■ **GIVEN PROBLEM 1**:
Answer these questions from the page about indexes below, one line each:
(a) According to the comment by jcolebrand, what is the question too general for?
(b) What metaphor does the comment by Jonathan use to explain indexes?
(c) In the accepted answer, what is a perfect example of an index?

■ **SOURCE**:
It's difficult to tell what is being asked here. This question is ambiguous, vague, incomplete, overly broad, or rhetorical and cannot be reasonably answered in its current form. For help clarifying this question so that it can be reopened, visit the help center.If this question can be reworded to fit the rules in the help center, please edit the question.

    
In further thinking of this question, this question is too general for this site. If we change the scope of the question that might be appropriate, otherwise this question is not appropriate for the site. –  jcolebrand Jan 7 '11 at 1:34
    
I like to explain indexes using the library metaphor mysqlperformanceblog.com/2011/08/30/… See if that helps.. –  Jonathan Sep 14 '11 at 17:54

4 Answers 4

up vote 10 down vote accepted

Think of an index as "table of contents"... that is an ordered list of pointers to positions in a file, aka offsets. Say that you have millions of records stored in a table, rather than search the table for matching criteria, it's much faster to reference an ordered list for matches, then stack the pointers to the specific matching rows. A perfect example of an index is a tables primary key field, most typically its "id" field. If you want row id # 11234566, it's much faster ask the index for a pointer to the data than it is to scan the data source for position 11234566.

■ **GIVEN PROBLEM 2**:
Collect every line in the rows below that contains the word "moored".

■ **INPUT RECORDS**:
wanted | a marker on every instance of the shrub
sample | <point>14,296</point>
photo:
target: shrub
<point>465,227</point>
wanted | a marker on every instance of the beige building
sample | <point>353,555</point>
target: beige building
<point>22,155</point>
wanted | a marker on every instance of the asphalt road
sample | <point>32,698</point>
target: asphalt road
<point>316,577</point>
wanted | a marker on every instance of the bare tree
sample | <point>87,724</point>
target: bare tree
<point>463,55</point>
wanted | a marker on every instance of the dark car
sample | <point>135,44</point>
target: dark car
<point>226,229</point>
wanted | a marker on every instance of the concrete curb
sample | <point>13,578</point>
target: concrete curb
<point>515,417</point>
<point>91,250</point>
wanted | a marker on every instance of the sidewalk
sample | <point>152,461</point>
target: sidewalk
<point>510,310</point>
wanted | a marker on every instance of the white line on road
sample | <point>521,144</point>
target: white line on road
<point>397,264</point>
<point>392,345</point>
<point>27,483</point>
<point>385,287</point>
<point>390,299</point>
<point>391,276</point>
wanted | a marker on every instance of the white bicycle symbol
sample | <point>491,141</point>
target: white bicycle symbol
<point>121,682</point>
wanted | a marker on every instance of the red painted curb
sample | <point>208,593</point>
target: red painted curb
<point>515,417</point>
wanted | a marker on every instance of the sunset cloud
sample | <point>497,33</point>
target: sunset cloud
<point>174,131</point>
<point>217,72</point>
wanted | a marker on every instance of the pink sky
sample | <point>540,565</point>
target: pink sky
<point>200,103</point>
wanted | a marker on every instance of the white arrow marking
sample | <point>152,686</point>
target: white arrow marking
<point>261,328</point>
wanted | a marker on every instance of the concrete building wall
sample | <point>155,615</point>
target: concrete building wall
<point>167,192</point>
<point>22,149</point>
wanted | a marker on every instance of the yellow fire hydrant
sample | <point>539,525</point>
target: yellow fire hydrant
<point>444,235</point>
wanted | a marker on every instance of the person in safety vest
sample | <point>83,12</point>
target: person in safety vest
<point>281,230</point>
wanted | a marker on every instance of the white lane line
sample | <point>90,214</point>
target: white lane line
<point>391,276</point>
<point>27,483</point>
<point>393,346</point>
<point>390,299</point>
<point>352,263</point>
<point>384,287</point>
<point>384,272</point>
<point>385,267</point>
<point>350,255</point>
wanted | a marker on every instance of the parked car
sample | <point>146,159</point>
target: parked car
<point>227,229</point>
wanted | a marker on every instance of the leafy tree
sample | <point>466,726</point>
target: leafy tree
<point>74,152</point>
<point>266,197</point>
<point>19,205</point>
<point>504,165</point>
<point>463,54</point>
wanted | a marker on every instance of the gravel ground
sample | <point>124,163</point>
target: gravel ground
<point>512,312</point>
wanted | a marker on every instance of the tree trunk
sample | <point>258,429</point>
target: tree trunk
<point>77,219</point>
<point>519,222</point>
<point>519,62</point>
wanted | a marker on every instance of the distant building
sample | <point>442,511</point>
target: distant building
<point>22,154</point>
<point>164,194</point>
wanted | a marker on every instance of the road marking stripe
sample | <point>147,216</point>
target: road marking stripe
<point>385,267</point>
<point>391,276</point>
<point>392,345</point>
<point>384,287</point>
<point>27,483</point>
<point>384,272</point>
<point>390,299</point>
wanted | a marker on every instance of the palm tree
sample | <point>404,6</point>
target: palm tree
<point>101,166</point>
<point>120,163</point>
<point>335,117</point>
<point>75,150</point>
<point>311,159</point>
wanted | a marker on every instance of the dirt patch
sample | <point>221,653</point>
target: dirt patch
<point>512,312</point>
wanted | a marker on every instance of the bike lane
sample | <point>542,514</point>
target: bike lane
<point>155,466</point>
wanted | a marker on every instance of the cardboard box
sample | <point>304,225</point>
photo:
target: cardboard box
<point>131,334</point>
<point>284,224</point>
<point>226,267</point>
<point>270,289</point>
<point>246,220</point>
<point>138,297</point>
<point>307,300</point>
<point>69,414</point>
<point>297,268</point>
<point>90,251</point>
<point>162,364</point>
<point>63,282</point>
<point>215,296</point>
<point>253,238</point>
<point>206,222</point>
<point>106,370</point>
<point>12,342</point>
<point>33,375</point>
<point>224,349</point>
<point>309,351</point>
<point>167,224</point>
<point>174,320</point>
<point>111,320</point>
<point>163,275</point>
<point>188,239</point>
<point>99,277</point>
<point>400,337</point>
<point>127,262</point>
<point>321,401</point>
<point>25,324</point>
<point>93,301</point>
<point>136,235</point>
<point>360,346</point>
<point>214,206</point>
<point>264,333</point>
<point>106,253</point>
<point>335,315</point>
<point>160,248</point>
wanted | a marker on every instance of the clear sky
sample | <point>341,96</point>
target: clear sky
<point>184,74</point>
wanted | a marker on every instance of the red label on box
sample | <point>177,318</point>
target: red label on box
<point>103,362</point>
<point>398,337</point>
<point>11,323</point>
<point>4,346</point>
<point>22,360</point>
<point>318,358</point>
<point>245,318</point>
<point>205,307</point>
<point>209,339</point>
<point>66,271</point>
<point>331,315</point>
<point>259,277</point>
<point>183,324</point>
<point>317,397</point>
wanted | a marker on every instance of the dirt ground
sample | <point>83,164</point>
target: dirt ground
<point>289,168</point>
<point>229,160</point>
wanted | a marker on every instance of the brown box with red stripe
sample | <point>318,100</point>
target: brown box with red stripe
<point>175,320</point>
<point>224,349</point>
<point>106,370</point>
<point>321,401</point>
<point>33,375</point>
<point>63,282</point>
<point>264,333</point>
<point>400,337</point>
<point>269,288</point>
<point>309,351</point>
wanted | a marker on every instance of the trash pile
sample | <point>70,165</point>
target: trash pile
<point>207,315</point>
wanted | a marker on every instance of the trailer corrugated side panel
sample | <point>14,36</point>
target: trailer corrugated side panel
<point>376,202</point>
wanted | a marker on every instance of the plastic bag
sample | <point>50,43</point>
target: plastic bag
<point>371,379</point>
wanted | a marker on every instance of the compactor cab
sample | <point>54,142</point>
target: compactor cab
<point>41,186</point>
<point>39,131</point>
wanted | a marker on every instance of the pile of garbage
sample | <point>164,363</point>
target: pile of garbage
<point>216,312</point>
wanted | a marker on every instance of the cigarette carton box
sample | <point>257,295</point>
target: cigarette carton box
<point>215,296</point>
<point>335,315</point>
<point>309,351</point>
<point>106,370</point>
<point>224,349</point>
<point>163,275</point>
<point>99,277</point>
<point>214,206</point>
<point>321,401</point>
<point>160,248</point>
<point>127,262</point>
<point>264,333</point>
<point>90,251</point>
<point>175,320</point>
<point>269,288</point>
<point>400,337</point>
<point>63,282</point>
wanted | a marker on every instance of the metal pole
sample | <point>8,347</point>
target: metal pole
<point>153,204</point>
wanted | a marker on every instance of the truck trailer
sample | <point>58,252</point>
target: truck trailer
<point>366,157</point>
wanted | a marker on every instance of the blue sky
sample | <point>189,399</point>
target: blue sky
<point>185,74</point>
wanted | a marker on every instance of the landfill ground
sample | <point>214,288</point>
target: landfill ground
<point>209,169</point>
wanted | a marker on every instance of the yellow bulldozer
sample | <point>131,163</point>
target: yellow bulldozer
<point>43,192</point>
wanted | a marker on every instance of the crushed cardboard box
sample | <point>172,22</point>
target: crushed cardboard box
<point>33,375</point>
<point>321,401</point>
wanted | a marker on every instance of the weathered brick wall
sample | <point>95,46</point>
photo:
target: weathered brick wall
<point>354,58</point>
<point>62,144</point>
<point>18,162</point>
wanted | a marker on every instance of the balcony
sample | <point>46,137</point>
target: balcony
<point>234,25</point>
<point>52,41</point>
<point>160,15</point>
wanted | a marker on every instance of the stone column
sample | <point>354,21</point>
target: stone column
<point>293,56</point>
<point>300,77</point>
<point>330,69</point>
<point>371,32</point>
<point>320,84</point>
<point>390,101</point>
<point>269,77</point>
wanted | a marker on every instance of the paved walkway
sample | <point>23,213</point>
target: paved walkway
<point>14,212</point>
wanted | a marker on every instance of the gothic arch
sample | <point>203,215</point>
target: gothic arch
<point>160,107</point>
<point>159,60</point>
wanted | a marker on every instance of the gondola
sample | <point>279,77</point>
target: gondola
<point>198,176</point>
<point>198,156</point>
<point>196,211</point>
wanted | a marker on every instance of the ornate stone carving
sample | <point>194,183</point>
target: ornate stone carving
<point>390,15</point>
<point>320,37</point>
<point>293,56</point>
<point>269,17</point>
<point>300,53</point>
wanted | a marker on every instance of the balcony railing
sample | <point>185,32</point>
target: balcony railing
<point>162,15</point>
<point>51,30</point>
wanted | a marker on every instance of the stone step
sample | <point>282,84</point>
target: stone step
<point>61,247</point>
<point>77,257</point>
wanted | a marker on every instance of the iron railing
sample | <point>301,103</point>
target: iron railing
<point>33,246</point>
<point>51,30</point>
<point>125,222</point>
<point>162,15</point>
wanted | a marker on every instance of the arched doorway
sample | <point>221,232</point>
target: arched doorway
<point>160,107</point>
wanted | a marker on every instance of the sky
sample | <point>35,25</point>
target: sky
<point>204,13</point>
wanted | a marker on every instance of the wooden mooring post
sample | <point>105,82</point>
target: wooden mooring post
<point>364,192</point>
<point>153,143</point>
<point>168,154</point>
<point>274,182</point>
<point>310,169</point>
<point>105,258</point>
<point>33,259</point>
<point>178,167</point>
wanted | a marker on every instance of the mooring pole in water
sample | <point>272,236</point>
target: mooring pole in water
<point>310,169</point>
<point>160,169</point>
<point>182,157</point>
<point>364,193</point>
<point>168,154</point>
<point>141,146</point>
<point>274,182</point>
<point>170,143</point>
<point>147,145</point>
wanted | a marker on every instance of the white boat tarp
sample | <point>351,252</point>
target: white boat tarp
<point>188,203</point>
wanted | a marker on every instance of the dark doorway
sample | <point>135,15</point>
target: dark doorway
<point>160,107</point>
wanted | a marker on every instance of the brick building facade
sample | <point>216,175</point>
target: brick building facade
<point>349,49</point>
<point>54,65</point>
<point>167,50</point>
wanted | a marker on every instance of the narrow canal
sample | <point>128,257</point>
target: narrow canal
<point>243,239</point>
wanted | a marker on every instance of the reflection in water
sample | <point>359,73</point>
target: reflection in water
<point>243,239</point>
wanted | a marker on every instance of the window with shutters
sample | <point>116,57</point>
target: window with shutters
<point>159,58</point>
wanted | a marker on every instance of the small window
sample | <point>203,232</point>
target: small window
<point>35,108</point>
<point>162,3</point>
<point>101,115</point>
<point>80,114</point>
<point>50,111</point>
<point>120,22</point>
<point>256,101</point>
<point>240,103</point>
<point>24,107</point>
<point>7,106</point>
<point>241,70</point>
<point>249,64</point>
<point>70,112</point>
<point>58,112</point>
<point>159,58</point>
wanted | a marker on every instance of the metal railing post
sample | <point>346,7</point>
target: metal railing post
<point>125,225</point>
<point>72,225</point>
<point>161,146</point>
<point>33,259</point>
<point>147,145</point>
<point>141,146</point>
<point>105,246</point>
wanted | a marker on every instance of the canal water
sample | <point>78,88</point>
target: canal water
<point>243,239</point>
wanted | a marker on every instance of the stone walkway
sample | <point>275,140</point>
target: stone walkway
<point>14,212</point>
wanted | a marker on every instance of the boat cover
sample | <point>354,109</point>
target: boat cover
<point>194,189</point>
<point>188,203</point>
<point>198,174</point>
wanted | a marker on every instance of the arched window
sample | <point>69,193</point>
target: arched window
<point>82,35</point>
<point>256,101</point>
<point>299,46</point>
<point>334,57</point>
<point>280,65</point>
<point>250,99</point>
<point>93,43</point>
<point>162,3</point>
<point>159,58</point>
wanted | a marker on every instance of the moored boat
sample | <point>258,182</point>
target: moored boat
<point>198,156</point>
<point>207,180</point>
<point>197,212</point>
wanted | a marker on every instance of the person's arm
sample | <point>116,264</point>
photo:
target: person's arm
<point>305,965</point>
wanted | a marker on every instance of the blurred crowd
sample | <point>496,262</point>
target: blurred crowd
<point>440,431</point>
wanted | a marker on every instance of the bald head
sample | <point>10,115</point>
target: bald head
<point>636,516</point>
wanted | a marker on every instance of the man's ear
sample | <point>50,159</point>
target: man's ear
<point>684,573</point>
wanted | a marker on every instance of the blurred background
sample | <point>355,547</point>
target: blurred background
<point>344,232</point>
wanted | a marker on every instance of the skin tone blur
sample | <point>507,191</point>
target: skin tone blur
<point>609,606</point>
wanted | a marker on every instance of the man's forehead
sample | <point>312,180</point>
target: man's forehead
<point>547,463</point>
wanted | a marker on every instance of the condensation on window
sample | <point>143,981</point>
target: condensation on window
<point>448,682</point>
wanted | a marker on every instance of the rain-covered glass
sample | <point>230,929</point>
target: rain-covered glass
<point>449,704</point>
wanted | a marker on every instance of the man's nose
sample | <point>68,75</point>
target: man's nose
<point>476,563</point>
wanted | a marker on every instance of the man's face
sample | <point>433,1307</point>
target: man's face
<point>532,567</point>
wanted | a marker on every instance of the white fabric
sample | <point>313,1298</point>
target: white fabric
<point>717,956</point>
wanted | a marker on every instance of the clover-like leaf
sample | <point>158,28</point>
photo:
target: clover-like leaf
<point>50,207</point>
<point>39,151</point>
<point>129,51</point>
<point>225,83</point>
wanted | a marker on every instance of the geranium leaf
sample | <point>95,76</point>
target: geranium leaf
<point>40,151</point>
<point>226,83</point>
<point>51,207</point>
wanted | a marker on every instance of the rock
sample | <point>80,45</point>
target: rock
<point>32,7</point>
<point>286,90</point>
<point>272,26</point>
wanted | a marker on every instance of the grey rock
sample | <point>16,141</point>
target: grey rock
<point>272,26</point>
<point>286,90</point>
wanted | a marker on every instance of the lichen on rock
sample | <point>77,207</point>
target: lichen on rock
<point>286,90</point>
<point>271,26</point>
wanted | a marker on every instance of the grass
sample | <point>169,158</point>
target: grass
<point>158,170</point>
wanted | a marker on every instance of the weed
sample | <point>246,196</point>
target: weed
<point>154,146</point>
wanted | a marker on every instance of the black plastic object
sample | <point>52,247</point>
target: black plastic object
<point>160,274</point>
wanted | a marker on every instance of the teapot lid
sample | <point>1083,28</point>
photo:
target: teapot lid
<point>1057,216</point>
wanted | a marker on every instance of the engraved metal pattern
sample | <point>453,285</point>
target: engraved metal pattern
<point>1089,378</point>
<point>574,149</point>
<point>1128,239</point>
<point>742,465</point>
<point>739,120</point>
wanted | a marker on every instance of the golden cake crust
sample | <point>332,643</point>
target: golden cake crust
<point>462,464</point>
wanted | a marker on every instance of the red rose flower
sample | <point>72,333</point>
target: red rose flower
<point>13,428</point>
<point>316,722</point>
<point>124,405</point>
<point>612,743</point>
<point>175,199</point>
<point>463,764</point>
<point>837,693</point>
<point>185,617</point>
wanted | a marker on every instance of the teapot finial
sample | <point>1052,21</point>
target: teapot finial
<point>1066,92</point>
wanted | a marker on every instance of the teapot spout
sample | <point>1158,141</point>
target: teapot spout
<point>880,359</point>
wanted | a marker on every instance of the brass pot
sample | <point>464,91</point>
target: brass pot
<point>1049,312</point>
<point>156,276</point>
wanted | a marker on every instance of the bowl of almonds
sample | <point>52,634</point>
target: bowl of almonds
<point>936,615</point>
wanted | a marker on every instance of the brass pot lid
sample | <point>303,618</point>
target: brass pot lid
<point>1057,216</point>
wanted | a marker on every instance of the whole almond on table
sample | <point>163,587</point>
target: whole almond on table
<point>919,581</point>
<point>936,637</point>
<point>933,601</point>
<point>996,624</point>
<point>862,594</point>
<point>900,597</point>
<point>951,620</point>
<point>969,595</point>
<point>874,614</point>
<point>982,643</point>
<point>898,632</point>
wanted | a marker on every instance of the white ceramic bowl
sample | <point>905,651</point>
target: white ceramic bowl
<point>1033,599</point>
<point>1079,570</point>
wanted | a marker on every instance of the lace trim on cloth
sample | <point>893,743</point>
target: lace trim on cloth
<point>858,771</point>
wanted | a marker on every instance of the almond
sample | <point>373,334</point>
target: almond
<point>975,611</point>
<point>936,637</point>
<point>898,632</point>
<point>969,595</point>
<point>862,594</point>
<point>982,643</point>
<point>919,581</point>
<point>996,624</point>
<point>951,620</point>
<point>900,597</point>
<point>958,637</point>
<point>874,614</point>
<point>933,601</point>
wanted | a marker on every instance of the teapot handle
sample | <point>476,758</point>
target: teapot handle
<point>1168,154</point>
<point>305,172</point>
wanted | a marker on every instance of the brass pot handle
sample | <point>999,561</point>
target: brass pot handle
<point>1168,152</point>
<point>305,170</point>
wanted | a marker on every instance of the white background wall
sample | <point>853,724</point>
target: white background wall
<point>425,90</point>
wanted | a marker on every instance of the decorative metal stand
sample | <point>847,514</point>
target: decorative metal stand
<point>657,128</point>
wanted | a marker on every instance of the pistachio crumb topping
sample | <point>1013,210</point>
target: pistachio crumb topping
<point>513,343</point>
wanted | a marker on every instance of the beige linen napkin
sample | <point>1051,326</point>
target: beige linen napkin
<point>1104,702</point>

■ **FULL ANSWER 1**:
(a) This site.
(b) The library metaphor.
(c) A table's primary key field, most typically its "id" field.

■ **FULL ANSWER 2**:
wanted | a marker on every instance of the moored boat
target: moored boat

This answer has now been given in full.